> _Challenge_: Report every line of the material below that contains the string "coat". Case matters.

═══ Records shown ═══

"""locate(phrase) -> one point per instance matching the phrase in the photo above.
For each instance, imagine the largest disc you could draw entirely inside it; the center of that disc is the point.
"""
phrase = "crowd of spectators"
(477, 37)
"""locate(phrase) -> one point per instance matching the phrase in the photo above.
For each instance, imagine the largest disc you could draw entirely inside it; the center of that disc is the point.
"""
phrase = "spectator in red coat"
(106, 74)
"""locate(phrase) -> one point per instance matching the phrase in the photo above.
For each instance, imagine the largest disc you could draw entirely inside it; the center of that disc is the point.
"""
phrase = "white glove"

═══
═══ Records shown ═══

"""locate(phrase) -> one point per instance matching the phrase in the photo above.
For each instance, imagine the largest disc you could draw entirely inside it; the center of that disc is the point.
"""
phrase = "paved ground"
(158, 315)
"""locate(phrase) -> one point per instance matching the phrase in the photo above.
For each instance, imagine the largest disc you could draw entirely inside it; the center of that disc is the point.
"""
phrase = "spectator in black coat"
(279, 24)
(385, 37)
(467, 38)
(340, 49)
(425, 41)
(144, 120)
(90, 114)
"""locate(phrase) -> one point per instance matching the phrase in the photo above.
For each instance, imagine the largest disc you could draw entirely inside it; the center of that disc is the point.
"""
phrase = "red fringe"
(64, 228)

═══

> _Solution to this exercise_:
phrase = "spectator in red coat"
phrase = "spectator in black coat"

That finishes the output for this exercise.